Segment Start: INPUT FOR THIS TASK
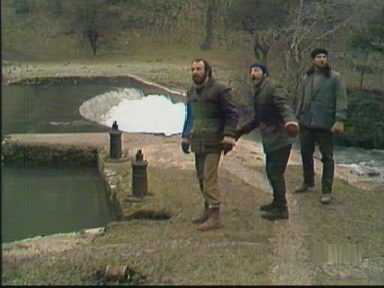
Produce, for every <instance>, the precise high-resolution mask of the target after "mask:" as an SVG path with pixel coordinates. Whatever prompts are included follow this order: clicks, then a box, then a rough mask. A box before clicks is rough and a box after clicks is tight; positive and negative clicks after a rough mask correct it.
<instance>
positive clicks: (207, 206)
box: [191, 202, 211, 224]
mask: <svg viewBox="0 0 384 288" xmlns="http://www.w3.org/2000/svg"><path fill="white" fill-rule="evenodd" d="M208 207H209V205H208V203H206V202H205V203H204V210H203V211H202V212H201V213H200V215H198V216H195V217H193V218H192V220H191V221H192V223H193V224H202V223H204V222H205V221H207V220H208V218H209V215H210V213H211V211H210V210H209V209H208Z"/></svg>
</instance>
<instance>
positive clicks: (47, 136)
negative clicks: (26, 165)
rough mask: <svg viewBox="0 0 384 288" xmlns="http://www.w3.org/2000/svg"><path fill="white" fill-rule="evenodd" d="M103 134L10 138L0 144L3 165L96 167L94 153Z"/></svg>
mask: <svg viewBox="0 0 384 288" xmlns="http://www.w3.org/2000/svg"><path fill="white" fill-rule="evenodd" d="M107 141H108V134H107V133H89V134H86V133H81V134H76V133H67V134H65V133H64V134H11V135H7V136H6V137H5V139H4V140H3V143H2V151H1V153H2V161H3V162H4V163H12V164H24V163H28V165H42V166H55V167H57V166H91V165H94V166H95V167H96V165H97V150H98V149H100V148H101V147H103V146H104V145H105V144H107V143H108V142H107Z"/></svg>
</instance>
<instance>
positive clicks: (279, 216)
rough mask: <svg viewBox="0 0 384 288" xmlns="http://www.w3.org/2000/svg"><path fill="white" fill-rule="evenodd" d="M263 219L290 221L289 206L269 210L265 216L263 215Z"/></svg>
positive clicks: (285, 206) (274, 208)
mask: <svg viewBox="0 0 384 288" xmlns="http://www.w3.org/2000/svg"><path fill="white" fill-rule="evenodd" d="M261 217H262V218H264V219H267V220H270V221H274V220H280V219H288V218H289V212H288V207H287V205H284V206H282V205H280V206H275V207H274V208H273V209H271V210H269V211H268V212H267V213H265V214H264V215H261Z"/></svg>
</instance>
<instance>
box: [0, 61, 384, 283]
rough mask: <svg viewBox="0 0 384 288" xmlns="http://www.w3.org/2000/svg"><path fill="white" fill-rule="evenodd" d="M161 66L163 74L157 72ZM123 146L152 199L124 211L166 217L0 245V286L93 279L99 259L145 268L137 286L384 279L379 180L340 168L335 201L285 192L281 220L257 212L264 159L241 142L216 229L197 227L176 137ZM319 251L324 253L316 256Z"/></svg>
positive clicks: (297, 165)
mask: <svg viewBox="0 0 384 288" xmlns="http://www.w3.org/2000/svg"><path fill="white" fill-rule="evenodd" d="M10 67H11V68H10ZM8 68H9V69H11V70H10V71H11V72H10V73H8V78H7V79H6V81H13V80H15V79H19V78H22V77H32V76H33V77H36V76H37V77H43V76H52V75H55V76H64V75H79V76H81V75H87V76H91V75H104V76H107V75H119V74H123V75H127V74H130V73H132V74H133V75H137V76H139V77H143V78H144V79H151V80H152V81H155V82H157V81H156V80H159V81H158V83H164V82H166V79H167V78H171V77H172V76H170V75H175V74H174V72H175V71H178V73H179V74H181V73H180V71H183V69H181V68H180V67H179V66H169V65H165V64H159V65H158V66H156V67H153V64H151V65H139V64H137V65H136V64H132V65H129V66H124V67H120V66H117V65H116V66H111V65H105V64H86V67H85V68H84V66H83V64H72V63H69V64H67V65H66V64H65V63H64V64H52V63H51V64H50V63H46V64H44V65H40V64H28V65H24V64H22V65H21V66H12V65H11V66H8V67H7V68H5V69H8ZM3 69H4V67H3ZM158 69H165V70H163V72H162V73H160V74H161V75H160V74H159V70H158ZM184 72H185V71H184ZM184 72H183V73H184ZM181 78H184V77H181V76H180V79H176V80H175V81H174V82H173V83H181V82H182V81H185V80H181ZM3 80H4V78H3ZM163 81H164V82H163ZM170 86H171V85H170ZM174 87H176V88H177V87H181V86H180V85H179V84H175V86H174ZM172 88H173V87H172ZM124 141H125V142H124V145H126V147H129V149H130V151H131V152H133V151H136V149H138V148H140V149H142V150H143V151H144V153H145V157H146V158H147V159H148V160H149V163H150V165H149V171H148V173H149V183H148V184H149V187H150V188H149V189H150V192H151V195H152V196H151V195H150V196H148V198H147V199H148V201H147V202H145V201H144V203H141V204H136V203H126V204H125V205H126V208H127V209H128V208H129V207H135V206H137V205H142V206H143V207H145V208H147V209H149V208H151V209H153V210H156V211H166V212H169V213H170V215H172V217H171V218H170V219H169V220H167V221H156V220H145V219H144V220H139V219H135V220H131V221H123V222H113V223H110V224H109V225H108V226H107V227H106V230H105V233H103V235H99V234H98V233H96V234H94V233H95V232H94V231H93V233H92V232H88V233H84V231H83V233H73V234H68V235H56V236H51V237H44V238H45V239H42V238H40V239H30V240H26V241H21V242H17V243H13V244H11V245H7V246H6V247H3V274H2V280H3V281H2V282H3V283H4V284H35V285H38V284H46V285H47V284H48V285H49V284H55V285H58V284H62V285H70V284H80V285H84V284H95V283H96V282H95V281H96V280H95V279H94V278H92V275H94V272H95V271H96V270H97V269H98V268H99V267H103V266H104V267H105V265H106V264H111V265H129V266H130V267H134V268H135V269H137V270H138V271H141V272H142V273H144V274H146V275H147V277H146V279H145V280H144V279H142V281H143V283H144V284H170V285H177V284H178V285H183V284H185V285H190V284H194V285H199V284H229V285H231V284H232V285H236V284H237V285H238V284H242V285H255V284H257V285H356V284H357V285H359V284H363V285H367V284H382V283H383V280H384V279H383V276H382V275H383V272H384V270H383V267H384V265H382V264H383V259H384V258H383V255H382V246H383V243H382V241H383V240H382V239H384V238H383V236H384V235H383V226H382V225H383V224H382V220H381V219H382V217H383V211H382V203H384V194H383V193H382V191H381V190H380V187H379V188H378V186H377V183H373V184H372V183H370V182H367V181H361V180H360V179H361V178H357V177H358V176H355V175H352V174H351V173H350V172H349V169H348V168H345V167H344V168H343V167H337V169H336V174H337V177H336V179H335V196H334V198H335V200H334V202H333V203H332V204H331V205H329V206H323V205H321V204H320V203H319V202H318V198H319V196H320V190H319V189H320V188H319V186H318V185H317V186H316V189H315V191H314V193H310V194H305V195H294V194H291V193H288V200H289V207H290V219H289V220H288V221H277V222H275V223H271V222H268V221H264V220H262V219H261V217H260V212H259V211H258V209H257V207H258V206H259V205H260V204H263V203H267V202H268V201H270V200H271V195H270V188H269V184H268V182H267V181H266V179H265V173H264V167H263V163H264V154H263V153H262V150H261V147H260V145H259V144H257V143H254V142H249V141H244V140H240V141H239V142H238V145H237V146H236V147H235V149H234V151H232V152H231V153H229V154H228V155H227V156H226V157H225V158H224V159H223V161H222V164H221V167H220V187H221V190H222V197H223V209H222V215H223V216H222V217H223V223H224V224H225V225H224V228H223V229H220V230H218V231H215V232H209V233H199V232H197V231H196V227H194V226H193V225H191V224H190V223H189V219H190V217H191V216H192V215H193V214H194V213H195V212H196V211H198V210H199V209H200V207H201V197H200V195H199V192H198V187H197V184H196V179H195V176H194V170H193V156H192V155H184V154H182V153H181V152H180V146H179V141H180V138H179V136H172V137H163V136H154V135H130V134H127V135H126V136H124ZM159 147H161V149H159ZM111 167H113V165H112V166H111ZM320 168H321V163H320V162H319V161H317V162H316V174H317V176H316V177H317V179H316V180H317V182H316V183H320V179H319V177H320V175H321V170H320ZM122 181H127V183H126V185H127V187H128V186H129V185H130V184H129V179H125V180H122ZM300 181H301V167H300V158H299V155H297V154H295V153H293V154H292V157H291V159H290V162H289V167H288V169H287V187H288V191H292V190H293V189H294V187H295V186H296V185H297V184H298V183H300ZM363 188H365V189H363ZM127 189H128V188H127ZM332 245H333V246H332ZM348 245H349V246H348ZM350 246H351V247H352V248H351V249H350V250H353V251H355V252H353V251H352V252H350V253H349V254H348V253H347V254H348V255H354V256H351V257H352V258H353V257H354V258H353V259H352V258H351V259H352V260H350V261H344V260H345V259H344V258H345V257H346V255H344V254H345V253H344V252H342V251H344V250H345V249H346V248H345V247H350ZM332 247H333V248H332ZM335 247H336V248H335ZM334 248H335V249H334ZM332 249H333V250H332ZM343 249H344V250H343ZM356 251H357V252H356ZM317 252H319V253H320V255H322V257H323V258H321V257H320V258H319V257H317V256H316V255H317V254H316V253H317ZM343 253H344V254H343ZM340 254H341V256H340ZM324 255H325V256H324ZM316 257H317V258H316ZM343 257H344V258H343ZM342 258H343V259H342Z"/></svg>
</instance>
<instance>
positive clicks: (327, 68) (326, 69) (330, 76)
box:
Segment End: INPUT FOR THIS TASK
WHAT YOU HAVE TO DO
From the listing above, copy all lines holding the word "negative".

RESPONSE FOR THIS EXERCISE
Produce, for every <instance>, the precise high-resolution mask of the target after "mask:" as an SVG path with pixel coordinates. Whatever prompts are included follow this order: clicks, then a box, then a rough mask. A box before clicks is rough and a box after clicks is tight; positive and negative clicks after a rough mask correct it.
negative clicks: (26, 165)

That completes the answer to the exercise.